▸ **Quoted passage**:

Original topic: 自动收集统计信息，一直没成功过。–GC life time is shorter

| username: 我是咖啡哥

【TiDB Usage Environment】POC
【TiDB Version】V6.1
【Encountered Problem】
【Reproduction Path】What operations were performed to encounter the problem
【Problem Phenomenon and Impact】
[tikv:9006]GC life time is shorter than transaction duration, transaction starts at 2022-06-29 20:05:32.887 +0800 CST, GC safe point is 2022-06-29 20:15:15.686 +0800 CST
Isn’t this design somewhat unreasonable?

translator_bot · June 23, 2024, 11:37am

| username: hey-hoho | Original post link

What is the current setting for tidb_gc_life_time?

translator_bot · June 23, 2024, 11:37am

| username: h5n1 | Original post link

According to the information, version 6.1 should have resolved the GC issue during auto analyze. Previous versions did not consider the runtime of auto analyze during GC. In version 6.1, to prevent auto analyze from blocking GC for a long time, the tidb_max_auto_analyze_time variable was introduced to control the maximum analyze duration. You might need to adjust the GC safepoint time to see if it helps.

github.com/pingcap/tidb

Long auto-analyze txn blocks GC

opened 05:52AM - 31 May 22 UTC

closed 04:16AM - 10 Jun 22 UTC

you06

type/enhancement sig/transaction affects-6.1

## Enhancement After #32726, the auto-analyze txns will not be interrupted by… GC, instead, it blocks GC. The auto-analyzes will not repeatedly fail by blocking GC, but it brings some performance degradation when GC is blocked for a long time. Either make auto-analyze fast enough or not execute auto-analyze it in a txn can improve this case.

github.com/pingcap/tidb

Optimize gc safepoint advancing for internal transaction

opened 01:23AM - 02 Mar 22 UTC

closed 06:14AM - 07 Apr 22 UTC

TonsnakeLin

type/enhancement

## Enhancement TiDB advances gc safepoint every `tidb_gc_run_interval` time wit…h step `tidb_gc_life_time`. If there is a long time transaction from user client lives more than `tidb_gc_life_time`, the safpoint can't be advanced until the long transaction is finished or lives than 24h. This mechanism ensures the continuous advancement of gc safepoint and ensures that the data that active transactions need to access will not be cleared. However, Internal transactions run in TiDB don't comply with the mechanism above. If the internal transaction lives more than `tidb_gc_life_time`, maybe failed because the data it needs to access was cleared. Here is an example that an auto analyze task run failed when it lived more than 20 minutes because the data was cleared. The TiDB log printed `[tikv:9006]GC life time is shorter than transaction duration, transaction starts at 2021-11-17 14:09:54.756 +0800 CST, GC safe point is 2021-11-17 14:11:54.755 +0800 CST`

translator_bot · June 23, 2024, 11:37am

| username: 我是咖啡哥 | Original post link

I will first adjust the tidb_gc_life_time parameter and observe.

MySQL [(none)]> 
MySQL [(none)]> show variables like  '%tidb_max_auto_analyze_time%' ;
+----------------------------+-------+
| Variable_name              | Value |
+----------------------------+-------+
| tidb_max_auto_analyze_time | 43200 |
+----------------------------+-------+
1 row in set (0.00 sec)

(Region labeling records)
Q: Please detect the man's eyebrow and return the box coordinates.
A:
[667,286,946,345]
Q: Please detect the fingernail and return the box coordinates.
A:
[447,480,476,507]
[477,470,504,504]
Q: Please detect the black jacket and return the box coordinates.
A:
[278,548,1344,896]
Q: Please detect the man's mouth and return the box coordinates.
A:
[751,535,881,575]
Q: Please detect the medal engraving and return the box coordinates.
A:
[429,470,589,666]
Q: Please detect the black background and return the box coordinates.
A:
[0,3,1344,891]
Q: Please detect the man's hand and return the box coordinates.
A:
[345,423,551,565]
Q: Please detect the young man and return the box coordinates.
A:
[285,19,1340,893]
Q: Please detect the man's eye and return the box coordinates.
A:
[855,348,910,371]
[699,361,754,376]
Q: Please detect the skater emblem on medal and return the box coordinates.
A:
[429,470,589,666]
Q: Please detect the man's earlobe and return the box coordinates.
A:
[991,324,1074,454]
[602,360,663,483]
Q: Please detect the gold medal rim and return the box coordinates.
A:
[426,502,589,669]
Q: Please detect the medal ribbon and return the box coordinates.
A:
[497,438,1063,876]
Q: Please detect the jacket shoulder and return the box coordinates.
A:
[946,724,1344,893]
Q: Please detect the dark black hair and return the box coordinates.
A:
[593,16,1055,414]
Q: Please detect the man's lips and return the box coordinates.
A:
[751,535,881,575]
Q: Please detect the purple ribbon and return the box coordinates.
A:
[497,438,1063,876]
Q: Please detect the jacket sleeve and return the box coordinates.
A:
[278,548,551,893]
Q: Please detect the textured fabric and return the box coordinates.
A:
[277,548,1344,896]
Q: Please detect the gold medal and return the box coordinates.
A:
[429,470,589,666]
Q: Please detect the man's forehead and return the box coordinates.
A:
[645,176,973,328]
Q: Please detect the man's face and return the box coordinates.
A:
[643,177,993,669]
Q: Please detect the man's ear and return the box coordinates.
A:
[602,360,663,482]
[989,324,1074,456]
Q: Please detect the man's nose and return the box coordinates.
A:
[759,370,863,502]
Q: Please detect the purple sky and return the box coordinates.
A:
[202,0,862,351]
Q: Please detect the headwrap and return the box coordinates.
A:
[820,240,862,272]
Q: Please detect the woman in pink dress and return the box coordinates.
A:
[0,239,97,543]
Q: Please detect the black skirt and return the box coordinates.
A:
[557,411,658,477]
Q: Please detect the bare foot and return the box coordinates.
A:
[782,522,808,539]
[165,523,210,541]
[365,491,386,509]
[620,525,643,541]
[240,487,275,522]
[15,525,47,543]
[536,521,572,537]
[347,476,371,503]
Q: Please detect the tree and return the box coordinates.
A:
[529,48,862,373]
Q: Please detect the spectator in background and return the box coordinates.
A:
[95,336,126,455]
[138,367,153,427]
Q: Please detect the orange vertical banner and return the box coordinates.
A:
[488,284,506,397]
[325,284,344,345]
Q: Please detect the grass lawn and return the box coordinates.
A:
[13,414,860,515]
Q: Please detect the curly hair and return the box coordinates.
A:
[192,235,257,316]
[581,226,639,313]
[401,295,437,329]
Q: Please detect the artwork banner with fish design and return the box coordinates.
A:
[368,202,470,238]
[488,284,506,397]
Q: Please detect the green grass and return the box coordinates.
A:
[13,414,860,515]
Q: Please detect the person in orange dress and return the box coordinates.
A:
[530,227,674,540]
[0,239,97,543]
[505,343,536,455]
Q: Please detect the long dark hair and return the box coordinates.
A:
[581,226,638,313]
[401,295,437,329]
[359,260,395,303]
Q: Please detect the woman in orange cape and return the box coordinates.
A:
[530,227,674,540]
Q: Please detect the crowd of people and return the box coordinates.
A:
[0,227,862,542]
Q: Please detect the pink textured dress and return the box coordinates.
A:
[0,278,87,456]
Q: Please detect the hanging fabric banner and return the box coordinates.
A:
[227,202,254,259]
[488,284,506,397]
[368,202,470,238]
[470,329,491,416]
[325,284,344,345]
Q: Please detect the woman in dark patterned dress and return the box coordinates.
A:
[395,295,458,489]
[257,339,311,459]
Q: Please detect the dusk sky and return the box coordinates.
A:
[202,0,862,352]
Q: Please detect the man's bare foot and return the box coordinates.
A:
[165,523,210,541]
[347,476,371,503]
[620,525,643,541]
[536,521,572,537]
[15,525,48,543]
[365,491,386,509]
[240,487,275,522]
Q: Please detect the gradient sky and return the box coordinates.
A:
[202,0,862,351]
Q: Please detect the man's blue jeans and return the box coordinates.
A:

▸ **Set tasks**:
- A) Lay out the region labeling records as a Markdown table with the columns Row and Line, leaving out blank lines. Begin at the line that has "Q: Please detect the man's face" and stop after the line that has "[557,411,658,477]".
- B) Carry on the forum thread about TiDB auto analyze and GC life time from the point where it stops.
The region labeling records are unrelated to the forum thread.

▸ **Results in order**:
- A)
| Row | Line |
|---|---|
| 1 | Q: Please detect the man's face and return the box coordinates. |
| 2 | A: |
| 3 | [643,177,993,669] |
| 4 | Q: Please detect the man's ear and return the box coordinates. |
| 5 | A: |
| 6 | [602,360,663,482] |
| 7 | [989,324,1074,456] |
| 8 | Q: Please detect the man's nose and return the box coordinates. |
| 9 | A: |
| 10 | [759,370,863,502] |
| 11 | Q: Please detect the purple sky and return the box coordinates. |
| 12 | A: |
| 13 | [202,0,862,351] |
| 14 | Q: Please detect the headwrap and return the box coordinates. |
| 15 | A: |
| 16 | [820,240,862,272] |
| 17 | Q: Please detect the woman in pink dress and return the box coordinates. |
| 18 | A: |
| 19 | [0,239,97,543] |
| 20 | Q: Please detect the black skirt and return the box coordinates. |
| 21 | A: |
| 22 | [557,411,658,477] |

- B)
MySQL [(none)]> show variables like  '%tidb_gc_life_time%' ;
+-------------------+-------+
| Variable_name     | Value |
+-------------------+-------+
| tidb_gc_life_time | 10m0s |
+-------------------+-------+
1 row in set (0.00 sec)

MySQL [(none)]> set global tidb_gc_life_time='20m';
Query OK, 0 rows affected (0.04 sec)

translator_bot · June 23, 2024, 11:37am

| username: h5n1 | Original post link

20 minutes is a bit short; in production, it should take at least a few hours. Some flashback features rely on this.

translator_bot · June 23, 2024, 11:37am

| username: tidb狂热爱好者 | Original post link

For a constantly deleting database, the GC setting cannot be too long, otherwise the execution speed will be very slow.

translator_bot · June 23, 2024, 11:37am

| username: Z六月星星 | Original post link

The transaction execution time has exceeded the GC setting time. Either adjust the GC time or optimize the SQL execution.

translator_bot · June 23, 2024, 11:37am

| username: 我是咖啡哥 | Original post link

After several adjustments, I finally saw a few successful attempts.

MySQL [(none)]> set global tidb_gc_life_time='20m';
Query OK, 0 rows affected (0.04 sec)

MySQL [(none)]> set global tidb_gc_life_time='30m';
Query OK, 0 rows affected (0.01 sec)

MySQL [(none)]> set global tidb_gc_life_time='60m';
Query OK, 0 rows affected (0.02 sec)

But there’s a problem. When the default tidb_gc_life_time='10m', it takes 20 minutes to report an error.
When set to 20m, it takes 30 minutes to report an error.
When set to 30m, it takes 40 minutes to report an error.
How should this be understood?

translator_bot · June 23, 2024, 11:37am

| username: 我是咖啡哥 | Original post link

This is the default auto analyze table SQL, not an error reported by business SQL.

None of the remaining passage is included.